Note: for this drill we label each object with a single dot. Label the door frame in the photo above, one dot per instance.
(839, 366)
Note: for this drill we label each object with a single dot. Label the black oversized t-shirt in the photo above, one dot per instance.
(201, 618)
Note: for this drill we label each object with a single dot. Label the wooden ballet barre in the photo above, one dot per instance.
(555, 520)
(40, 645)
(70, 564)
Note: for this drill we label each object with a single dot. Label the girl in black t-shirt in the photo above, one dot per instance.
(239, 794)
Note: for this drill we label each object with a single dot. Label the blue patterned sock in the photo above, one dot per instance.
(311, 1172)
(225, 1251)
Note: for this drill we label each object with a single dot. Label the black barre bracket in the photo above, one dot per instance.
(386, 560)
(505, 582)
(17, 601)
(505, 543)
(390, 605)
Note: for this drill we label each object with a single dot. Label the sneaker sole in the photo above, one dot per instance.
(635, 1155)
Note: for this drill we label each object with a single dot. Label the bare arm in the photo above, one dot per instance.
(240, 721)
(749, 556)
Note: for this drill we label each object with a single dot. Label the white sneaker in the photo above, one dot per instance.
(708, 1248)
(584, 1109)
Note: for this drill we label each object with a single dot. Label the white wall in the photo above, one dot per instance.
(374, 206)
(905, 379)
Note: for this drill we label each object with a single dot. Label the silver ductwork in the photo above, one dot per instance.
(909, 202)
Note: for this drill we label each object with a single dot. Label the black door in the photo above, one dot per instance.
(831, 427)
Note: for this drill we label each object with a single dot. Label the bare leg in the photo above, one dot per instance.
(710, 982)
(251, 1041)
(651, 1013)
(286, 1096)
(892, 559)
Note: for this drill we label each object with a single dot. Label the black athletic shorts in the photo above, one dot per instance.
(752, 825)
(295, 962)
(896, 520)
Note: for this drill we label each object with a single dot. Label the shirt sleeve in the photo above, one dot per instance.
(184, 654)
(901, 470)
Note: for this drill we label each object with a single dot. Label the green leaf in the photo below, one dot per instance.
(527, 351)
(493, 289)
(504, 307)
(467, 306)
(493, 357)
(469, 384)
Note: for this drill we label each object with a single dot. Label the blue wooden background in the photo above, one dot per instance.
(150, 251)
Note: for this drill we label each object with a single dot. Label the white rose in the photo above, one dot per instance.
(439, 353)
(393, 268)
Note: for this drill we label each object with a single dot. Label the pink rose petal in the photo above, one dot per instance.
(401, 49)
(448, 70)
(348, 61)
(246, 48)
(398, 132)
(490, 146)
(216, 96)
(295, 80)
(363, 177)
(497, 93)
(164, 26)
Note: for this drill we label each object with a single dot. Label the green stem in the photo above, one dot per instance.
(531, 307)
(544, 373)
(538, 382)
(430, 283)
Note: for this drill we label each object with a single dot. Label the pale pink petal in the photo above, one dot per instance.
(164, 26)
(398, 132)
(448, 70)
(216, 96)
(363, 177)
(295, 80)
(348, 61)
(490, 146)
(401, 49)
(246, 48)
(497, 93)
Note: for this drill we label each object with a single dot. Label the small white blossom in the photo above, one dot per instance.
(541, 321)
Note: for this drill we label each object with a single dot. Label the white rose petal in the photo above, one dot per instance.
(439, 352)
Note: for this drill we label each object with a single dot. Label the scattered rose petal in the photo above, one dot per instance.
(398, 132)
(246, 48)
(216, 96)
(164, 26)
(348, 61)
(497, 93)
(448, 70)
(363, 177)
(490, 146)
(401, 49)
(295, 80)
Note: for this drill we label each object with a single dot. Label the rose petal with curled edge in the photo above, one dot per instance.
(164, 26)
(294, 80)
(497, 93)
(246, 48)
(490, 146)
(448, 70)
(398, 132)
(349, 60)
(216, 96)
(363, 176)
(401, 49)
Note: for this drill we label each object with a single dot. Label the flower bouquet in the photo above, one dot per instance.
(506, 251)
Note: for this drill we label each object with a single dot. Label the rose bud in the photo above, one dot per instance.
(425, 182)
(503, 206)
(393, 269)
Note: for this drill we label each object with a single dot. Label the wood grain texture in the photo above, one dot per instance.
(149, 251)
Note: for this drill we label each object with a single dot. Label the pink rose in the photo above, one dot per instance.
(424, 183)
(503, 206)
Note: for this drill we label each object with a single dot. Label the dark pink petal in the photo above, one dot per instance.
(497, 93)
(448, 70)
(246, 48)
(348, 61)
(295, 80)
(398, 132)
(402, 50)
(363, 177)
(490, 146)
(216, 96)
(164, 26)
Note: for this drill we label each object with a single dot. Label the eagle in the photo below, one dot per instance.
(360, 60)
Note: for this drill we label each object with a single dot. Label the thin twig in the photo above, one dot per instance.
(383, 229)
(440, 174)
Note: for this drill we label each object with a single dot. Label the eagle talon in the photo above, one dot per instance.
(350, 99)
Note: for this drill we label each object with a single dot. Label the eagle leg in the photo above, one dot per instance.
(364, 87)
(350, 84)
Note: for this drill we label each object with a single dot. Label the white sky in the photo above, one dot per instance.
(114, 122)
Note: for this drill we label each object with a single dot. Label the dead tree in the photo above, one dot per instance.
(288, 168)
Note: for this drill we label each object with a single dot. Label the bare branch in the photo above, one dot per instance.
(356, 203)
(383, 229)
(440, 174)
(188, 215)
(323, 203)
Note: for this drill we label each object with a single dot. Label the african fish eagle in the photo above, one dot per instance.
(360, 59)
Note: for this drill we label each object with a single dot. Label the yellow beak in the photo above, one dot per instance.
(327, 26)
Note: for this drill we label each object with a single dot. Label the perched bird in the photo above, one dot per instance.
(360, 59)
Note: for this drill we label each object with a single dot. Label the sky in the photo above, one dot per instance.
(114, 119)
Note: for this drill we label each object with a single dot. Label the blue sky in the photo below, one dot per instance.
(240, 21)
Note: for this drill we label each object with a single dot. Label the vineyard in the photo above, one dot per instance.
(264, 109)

* **Prompt**
Please render every line of the records above as a Markdown table with two columns, Row for the row number and Line for the line itself, leaving out any blank lines.

* **Finished task**
| Row | Line |
|---|---|
| 1 | Note: for this drill we label each object with a single dot. Label the door frame in the photo above, one dot per instance. |
| 2 | (839, 366) |
| 3 | Note: for this drill we label each object with a single dot. Label the black oversized t-shirt in the photo above, one dot per instance. |
| 4 | (201, 618) |
| 5 | Note: for this drill we label each object with a single dot. Label the wooden ballet barre in the photo above, one dot per instance. |
| 6 | (555, 520) |
| 7 | (40, 645) |
| 8 | (70, 564) |
| 9 | Note: for this drill we label each object with a single dot. Label the girl in black t-shirt in the photo above, one dot per instance. |
| 10 | (239, 794) |
| 11 | Note: for this drill we label each object with a single dot. Label the blue patterned sock in the photo above, one dot per instance. |
| 12 | (311, 1172) |
| 13 | (225, 1251) |
| 14 | Note: for this drill we label each object with a single dot. Label the black barre bracket in the photo above, one dot per instance. |
| 15 | (386, 560) |
| 16 | (505, 582) |
| 17 | (17, 601) |
| 18 | (505, 543) |
| 19 | (390, 605) |
| 20 | Note: for this drill we label each object with a single dot. Label the sneaker sole in the photo above, one dot per instance. |
| 21 | (635, 1155) |
| 22 | Note: for this drill we label each object with a single dot. Label the bare arm in the photo above, one dot per instance. |
| 23 | (240, 721) |
| 24 | (749, 556) |
| 25 | Note: for this drill we label each object with a single dot. Label the white sneaker in the photo above, one dot per instance. |
| 26 | (708, 1248) |
| 27 | (584, 1109) |
| 28 | Note: for this drill we label each object with a single dot. Label the white wall in the photo above, one dot per instance. |
| 29 | (374, 206) |
| 30 | (905, 379) |
| 31 | Note: for this drill we label each object with a single dot. Label the silver ductwork in the photo above, one dot per instance. |
| 32 | (909, 202) |
| 33 | Note: for this drill we label each object with a single dot. Label the black door in the photo above, one dot per instance. |
| 34 | (831, 427) |
| 35 | Note: for this drill we label each object with a single dot. Label the bare leg in the photo above, one dot per instance. |
| 36 | (710, 982) |
| 37 | (251, 1041) |
| 38 | (651, 1013) |
| 39 | (286, 1096) |
| 40 | (892, 559) |
| 41 | Note: for this drill we label each object with a single dot. Label the black athletic shorts in the photo above, one dot per instance. |
| 42 | (752, 825) |
| 43 | (295, 962) |
| 44 | (896, 520) |
| 45 | Note: for this drill we label each object with a single dot. Label the shirt sleeve in the photo above, one dot per instance. |
| 46 | (184, 654) |
| 47 | (901, 470) |
| 48 | Note: for this drill we label each object with a single dot. Label the green leaf in the photo below, one dot per instance. |
| 49 | (527, 351) |
| 50 | (493, 289) |
| 51 | (504, 307) |
| 52 | (467, 306) |
| 53 | (493, 357) |
| 54 | (469, 384) |
| 55 | Note: for this drill we label each object with a single dot. Label the blue wooden background in the photo above, one dot per instance. |
| 56 | (150, 251) |
| 57 | Note: for this drill we label each object with a single dot. Label the white rose in the photo above, one dot per instance. |
| 58 | (439, 353) |
| 59 | (393, 268) |
| 60 | Note: for this drill we label each object with a single dot. Label the pink rose petal in the photo above, one dot per instance. |
| 61 | (401, 49) |
| 62 | (448, 70) |
| 63 | (348, 61) |
| 64 | (246, 48) |
| 65 | (398, 132) |
| 66 | (490, 146) |
| 67 | (216, 96) |
| 68 | (295, 80) |
| 69 | (363, 177) |
| 70 | (497, 93) |
| 71 | (164, 26) |
| 72 | Note: for this drill we label each object with a single dot. Label the green stem in the photo above, one dot per instance. |
| 73 | (531, 307) |
| 74 | (544, 373) |
| 75 | (538, 382) |
| 76 | (430, 283) |
| 77 | Note: for this drill we label each object with a single dot. Label the pale pink petal in the photo above, one dot per instance. |
| 78 | (164, 26) |
| 79 | (398, 132) |
| 80 | (448, 70) |
| 81 | (216, 96) |
| 82 | (363, 177) |
| 83 | (295, 80) |
| 84 | (348, 61) |
| 85 | (490, 146) |
| 86 | (401, 49) |
| 87 | (246, 48) |
| 88 | (497, 93) |
| 89 | Note: for this drill we label each object with a single dot. Label the small white blossom in the photo above, one dot per instance. |
| 90 | (541, 321) |
| 91 | Note: for this drill we label each object with a single dot. Label the white rose petal in the photo above, one dot per instance. |
| 92 | (439, 352) |
| 93 | Note: for this drill we label each object with a single dot. Label the scattered rose petal in the photo above, one dot per instance. |
| 94 | (398, 132) |
| 95 | (246, 48) |
| 96 | (216, 96) |
| 97 | (164, 26) |
| 98 | (348, 61) |
| 99 | (497, 93) |
| 100 | (448, 70) |
| 101 | (363, 177) |
| 102 | (490, 146) |
| 103 | (401, 49) |
| 104 | (295, 80) |
| 105 | Note: for this drill we label each object with a single dot. Label the rose petal with curled edge in the photo above, one dot per instance. |
| 106 | (164, 26) |
| 107 | (294, 80) |
| 108 | (497, 93) |
| 109 | (246, 48) |
| 110 | (490, 146) |
| 111 | (448, 70) |
| 112 | (398, 132) |
| 113 | (349, 60) |
| 114 | (216, 96) |
| 115 | (363, 176) |
| 116 | (401, 49) |
| 117 | Note: for this drill we label each object with a single dot. Label the flower bouquet in the photo above, one dot per instance. |
| 118 | (506, 251) |
| 119 | Note: for this drill we label each object with a single dot. Label the rose bud in the photo above, one dot per instance. |
| 120 | (425, 182) |
| 121 | (503, 206) |
| 122 | (393, 269) |
| 123 | Note: for this drill we label each object with a single dot. Label the wood grain texture in the photo above, one dot per instance. |
| 124 | (149, 251) |
| 125 | Note: for this drill we label each object with a single dot. Label the pink rose in the photo above, one dot per instance. |
| 126 | (424, 183) |
| 127 | (503, 206) |
| 128 | Note: for this drill we label each object with a single dot. Label the dark pink petal in the photo above, one dot per instance. |
| 129 | (497, 93) |
| 130 | (448, 70) |
| 131 | (246, 48) |
| 132 | (348, 61) |
| 133 | (295, 80) |
| 134 | (398, 132) |
| 135 | (402, 50) |
| 136 | (363, 177) |
| 137 | (490, 146) |
| 138 | (216, 96) |
| 139 | (164, 26) |
| 140 | Note: for this drill we label each object with a single dot. Label the eagle in the photo below, one dot per instance. |
| 141 | (360, 60) |
| 142 | Note: for this drill we label each object with a single dot. Label the thin twig in the photo above, one dot per instance. |
| 143 | (383, 229) |
| 144 | (440, 174) |
| 145 | Note: for this drill we label each object with a single dot. Label the eagle talon in the photo above, one dot per instance. |
| 146 | (350, 99) |
| 147 | Note: for this drill we label each object with a single dot. Label the eagle leg in the photo above, one dot per instance. |
| 148 | (364, 87) |
| 149 | (350, 84) |
| 150 | Note: for this drill we label each object with a single dot. Label the white sky in the photo above, one dot per instance. |
| 151 | (114, 122) |
| 152 | Note: for this drill we label each object with a single dot. Label the dead tree in the photo above, one dot per instance. |
| 153 | (288, 168) |
| 154 | Note: for this drill we label each object with a single dot. Label the bare branch in the photo above, one dot per instance. |
| 155 | (356, 203) |
| 156 | (383, 229) |
| 157 | (440, 174) |
| 158 | (188, 215) |
| 159 | (323, 203) |
| 160 | Note: for this drill we label each object with a single dot. Label the african fish eagle in the photo above, one dot per instance. |
| 161 | (360, 59) |
| 162 | Note: for this drill we label each object with a single dot. Label the yellow beak in the photo above, one dot per instance. |
| 163 | (327, 26) |
| 164 | Note: for this drill we label each object with a single dot. Label the perched bird in the photo above, one dot per instance. |
| 165 | (360, 59) |
| 166 | Note: for this drill we label each object with a single dot. Label the sky in the photo above, one dot per instance. |
| 167 | (114, 119) |
| 168 | Note: for this drill we label each object with a single dot. Label the blue sky in the photo below, one dot per instance. |
| 169 | (240, 21) |
| 170 | Note: for this drill we label each object with a single dot. Label the vineyard in the photo above, one dot per instance. |
| 171 | (264, 109) |